• [Brief] Please write the following entries out once more, exactly.
BEGIN
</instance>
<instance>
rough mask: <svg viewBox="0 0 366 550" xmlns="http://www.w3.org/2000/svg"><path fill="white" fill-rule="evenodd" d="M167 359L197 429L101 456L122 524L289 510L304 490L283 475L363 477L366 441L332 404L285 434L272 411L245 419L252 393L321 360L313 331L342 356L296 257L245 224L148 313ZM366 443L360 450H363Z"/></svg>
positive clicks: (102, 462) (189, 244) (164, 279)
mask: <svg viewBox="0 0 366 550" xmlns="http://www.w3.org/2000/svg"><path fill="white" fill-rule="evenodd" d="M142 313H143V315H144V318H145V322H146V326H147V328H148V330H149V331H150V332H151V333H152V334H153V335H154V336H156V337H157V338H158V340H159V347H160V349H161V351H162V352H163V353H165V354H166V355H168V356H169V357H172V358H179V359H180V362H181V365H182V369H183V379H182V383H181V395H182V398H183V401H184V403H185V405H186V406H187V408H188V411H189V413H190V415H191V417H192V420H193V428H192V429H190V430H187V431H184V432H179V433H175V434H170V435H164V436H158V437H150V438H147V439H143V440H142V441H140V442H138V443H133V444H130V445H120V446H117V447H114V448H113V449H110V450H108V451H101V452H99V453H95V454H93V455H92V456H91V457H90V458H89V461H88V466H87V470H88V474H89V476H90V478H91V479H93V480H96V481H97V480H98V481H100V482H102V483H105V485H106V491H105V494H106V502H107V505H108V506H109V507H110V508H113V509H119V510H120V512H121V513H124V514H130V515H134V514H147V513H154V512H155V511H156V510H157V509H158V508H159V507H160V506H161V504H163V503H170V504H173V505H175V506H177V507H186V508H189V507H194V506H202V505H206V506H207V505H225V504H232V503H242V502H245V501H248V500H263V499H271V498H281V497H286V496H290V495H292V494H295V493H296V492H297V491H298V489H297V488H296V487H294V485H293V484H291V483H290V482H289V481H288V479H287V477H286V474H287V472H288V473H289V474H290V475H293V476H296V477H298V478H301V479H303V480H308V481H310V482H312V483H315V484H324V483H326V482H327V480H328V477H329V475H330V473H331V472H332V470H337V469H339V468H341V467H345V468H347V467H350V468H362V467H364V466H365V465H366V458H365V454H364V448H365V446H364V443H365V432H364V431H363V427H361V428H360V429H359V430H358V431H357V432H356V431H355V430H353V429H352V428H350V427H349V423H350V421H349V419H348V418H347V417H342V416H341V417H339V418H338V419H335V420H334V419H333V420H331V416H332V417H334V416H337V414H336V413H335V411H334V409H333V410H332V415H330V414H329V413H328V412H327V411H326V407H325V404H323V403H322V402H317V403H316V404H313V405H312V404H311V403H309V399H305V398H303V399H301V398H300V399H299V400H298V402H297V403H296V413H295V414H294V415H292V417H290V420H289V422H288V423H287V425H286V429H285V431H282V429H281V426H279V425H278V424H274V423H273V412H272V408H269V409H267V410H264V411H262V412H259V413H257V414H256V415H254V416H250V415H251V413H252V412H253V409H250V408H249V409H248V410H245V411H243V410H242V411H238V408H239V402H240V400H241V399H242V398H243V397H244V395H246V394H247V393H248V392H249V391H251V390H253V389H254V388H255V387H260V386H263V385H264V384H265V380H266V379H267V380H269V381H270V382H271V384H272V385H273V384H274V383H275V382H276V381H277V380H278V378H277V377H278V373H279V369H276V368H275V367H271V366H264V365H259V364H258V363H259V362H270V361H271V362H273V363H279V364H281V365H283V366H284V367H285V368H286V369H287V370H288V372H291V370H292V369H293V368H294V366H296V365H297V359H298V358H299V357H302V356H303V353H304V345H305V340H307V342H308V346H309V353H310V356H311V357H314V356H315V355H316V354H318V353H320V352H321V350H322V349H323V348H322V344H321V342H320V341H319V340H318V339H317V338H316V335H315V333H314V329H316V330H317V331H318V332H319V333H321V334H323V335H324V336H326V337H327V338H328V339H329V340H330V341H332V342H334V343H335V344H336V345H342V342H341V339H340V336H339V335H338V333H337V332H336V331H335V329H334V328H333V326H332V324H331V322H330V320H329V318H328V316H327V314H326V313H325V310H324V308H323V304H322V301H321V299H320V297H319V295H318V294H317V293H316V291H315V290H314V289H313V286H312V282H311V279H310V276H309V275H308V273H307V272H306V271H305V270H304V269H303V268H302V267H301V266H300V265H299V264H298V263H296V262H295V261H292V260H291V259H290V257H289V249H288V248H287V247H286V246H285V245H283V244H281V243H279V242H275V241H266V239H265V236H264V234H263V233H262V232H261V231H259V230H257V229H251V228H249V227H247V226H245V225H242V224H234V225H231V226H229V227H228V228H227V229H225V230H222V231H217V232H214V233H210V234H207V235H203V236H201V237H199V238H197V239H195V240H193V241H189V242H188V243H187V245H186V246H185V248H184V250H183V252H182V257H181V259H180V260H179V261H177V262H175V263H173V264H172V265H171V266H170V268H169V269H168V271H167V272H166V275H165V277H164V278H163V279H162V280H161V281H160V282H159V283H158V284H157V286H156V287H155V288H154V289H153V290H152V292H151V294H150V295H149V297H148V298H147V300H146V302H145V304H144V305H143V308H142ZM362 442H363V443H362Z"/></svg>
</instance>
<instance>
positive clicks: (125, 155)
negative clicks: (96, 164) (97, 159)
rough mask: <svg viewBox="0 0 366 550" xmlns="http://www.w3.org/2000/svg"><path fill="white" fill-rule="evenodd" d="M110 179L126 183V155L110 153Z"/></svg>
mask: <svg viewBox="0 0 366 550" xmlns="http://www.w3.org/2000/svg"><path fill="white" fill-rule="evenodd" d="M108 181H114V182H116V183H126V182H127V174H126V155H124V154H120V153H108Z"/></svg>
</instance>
END
• [Solved exercise]
</instance>
<instance>
rough mask: <svg viewBox="0 0 366 550" xmlns="http://www.w3.org/2000/svg"><path fill="white" fill-rule="evenodd" d="M167 359L197 429L101 456L122 524L289 510L304 490L283 475L363 477L366 441L332 404L285 434L272 411L245 419L252 393L321 360L313 331L342 356L296 257L245 224L148 313ZM366 443L360 450H363Z"/></svg>
positive clicks: (102, 462) (189, 244) (164, 279)
mask: <svg viewBox="0 0 366 550" xmlns="http://www.w3.org/2000/svg"><path fill="white" fill-rule="evenodd" d="M142 313H143V315H144V318H145V322H146V326H147V328H148V330H149V331H150V332H151V333H152V334H153V335H154V336H156V337H157V338H158V340H159V347H160V349H161V351H162V352H163V353H165V354H166V355H168V356H169V357H172V358H179V359H180V362H181V365H182V369H183V379H182V383H181V395H182V398H183V401H184V403H185V405H186V406H187V408H188V411H189V413H190V415H191V417H192V420H193V428H192V429H190V430H187V431H184V432H179V433H175V434H170V435H164V436H158V437H150V438H147V439H143V440H142V441H140V442H138V443H133V444H130V445H120V446H117V447H114V448H113V449H110V450H108V451H101V452H99V453H95V454H93V455H92V456H91V457H90V458H89V461H88V466H87V470H88V474H89V476H90V478H91V479H93V480H96V481H97V480H98V481H100V482H102V483H105V485H106V491H105V494H106V502H107V505H108V506H109V507H110V508H113V509H119V510H120V512H121V513H124V514H130V515H134V514H147V513H154V512H155V511H156V510H157V509H158V508H159V507H160V506H161V504H163V503H170V504H173V505H175V506H177V507H186V508H189V507H194V506H202V505H206V506H207V505H225V504H232V503H242V502H245V501H248V500H263V499H271V498H281V497H286V496H290V495H292V494H295V493H296V492H297V491H298V489H297V488H296V487H294V485H293V484H291V483H290V482H289V481H288V479H287V477H286V474H287V472H288V473H289V474H290V475H293V476H296V477H298V478H301V479H303V480H308V481H310V482H312V483H315V484H324V483H326V482H327V480H328V477H329V475H330V473H331V472H332V470H337V469H339V468H341V467H345V468H347V467H350V468H362V467H364V466H365V465H366V458H365V454H364V448H365V446H364V443H365V432H364V431H363V427H361V428H360V429H359V430H358V431H357V432H356V431H355V430H353V429H352V428H350V427H349V423H350V421H349V419H348V418H347V417H342V416H341V417H339V418H338V419H335V420H334V419H333V420H331V416H332V417H334V416H337V414H336V413H335V411H334V409H333V410H332V415H330V414H329V413H328V412H327V411H326V407H325V404H323V403H322V402H317V403H316V404H313V405H312V404H311V403H309V399H305V398H303V399H301V398H300V399H299V400H298V402H297V403H296V413H295V414H294V415H292V417H290V420H289V422H288V423H287V425H286V429H285V431H282V429H281V426H279V425H278V424H274V423H273V412H272V408H269V409H267V410H264V411H262V412H259V413H257V414H256V415H254V416H250V415H251V413H252V412H253V409H250V408H249V409H248V410H245V411H243V410H242V411H238V408H239V402H240V400H241V399H242V398H243V397H244V395H246V394H247V393H248V392H249V391H251V390H253V389H254V388H255V387H260V386H263V385H264V384H265V380H266V379H267V380H269V381H270V382H271V384H272V385H273V384H274V383H275V382H276V381H277V380H278V378H277V377H278V373H279V369H276V368H275V367H271V366H264V365H259V364H258V363H259V362H270V361H271V362H273V363H279V364H281V365H283V366H284V367H285V368H286V369H287V370H288V372H291V370H292V369H293V368H294V366H296V365H297V359H298V358H299V357H302V356H303V353H304V345H305V340H307V342H308V346H309V353H310V356H311V357H314V356H315V355H316V354H318V353H320V352H321V350H322V349H323V348H322V344H321V342H320V341H319V340H318V339H317V338H316V335H315V333H314V329H316V330H317V331H318V332H319V333H321V334H323V335H324V336H326V337H327V338H328V339H329V340H330V341H332V342H334V343H335V344H336V345H342V342H341V339H340V336H339V335H338V333H337V332H336V331H335V329H334V328H333V326H332V324H331V322H330V320H329V318H328V316H327V314H326V313H325V310H324V308H323V304H322V301H321V299H320V297H319V295H318V294H317V293H316V291H315V290H314V289H313V286H312V282H311V279H310V276H309V275H308V273H307V272H306V271H305V270H304V269H303V268H302V267H301V266H300V265H299V264H298V263H296V262H295V261H292V260H291V259H290V257H289V249H288V248H287V247H286V246H285V245H283V244H281V243H279V242H275V241H266V239H265V236H264V234H263V233H262V232H261V231H259V230H257V229H251V228H249V227H247V226H245V225H242V224H234V225H231V226H229V227H228V228H227V229H225V230H222V231H217V232H214V233H210V234H207V235H203V236H201V237H199V238H197V239H195V240H193V241H189V242H188V243H187V245H186V246H185V248H184V250H183V252H182V257H181V259H180V260H179V261H177V262H175V263H173V264H172V265H171V266H170V268H169V269H168V271H167V272H166V275H165V277H164V278H163V279H162V280H161V281H160V282H159V283H158V284H157V286H156V287H155V288H154V289H153V290H152V292H151V294H150V295H149V297H148V298H147V300H146V302H145V304H144V305H143V308H142ZM362 442H363V443H362Z"/></svg>
</instance>
<instance>
positive clicks: (125, 155)
negative clicks: (96, 164) (97, 159)
rough mask: <svg viewBox="0 0 366 550" xmlns="http://www.w3.org/2000/svg"><path fill="white" fill-rule="evenodd" d="M110 179L126 183V155L110 153Z"/></svg>
mask: <svg viewBox="0 0 366 550" xmlns="http://www.w3.org/2000/svg"><path fill="white" fill-rule="evenodd" d="M108 181H114V182H116V183H126V182H127V174H126V155H124V154H120V153H108Z"/></svg>
</instance>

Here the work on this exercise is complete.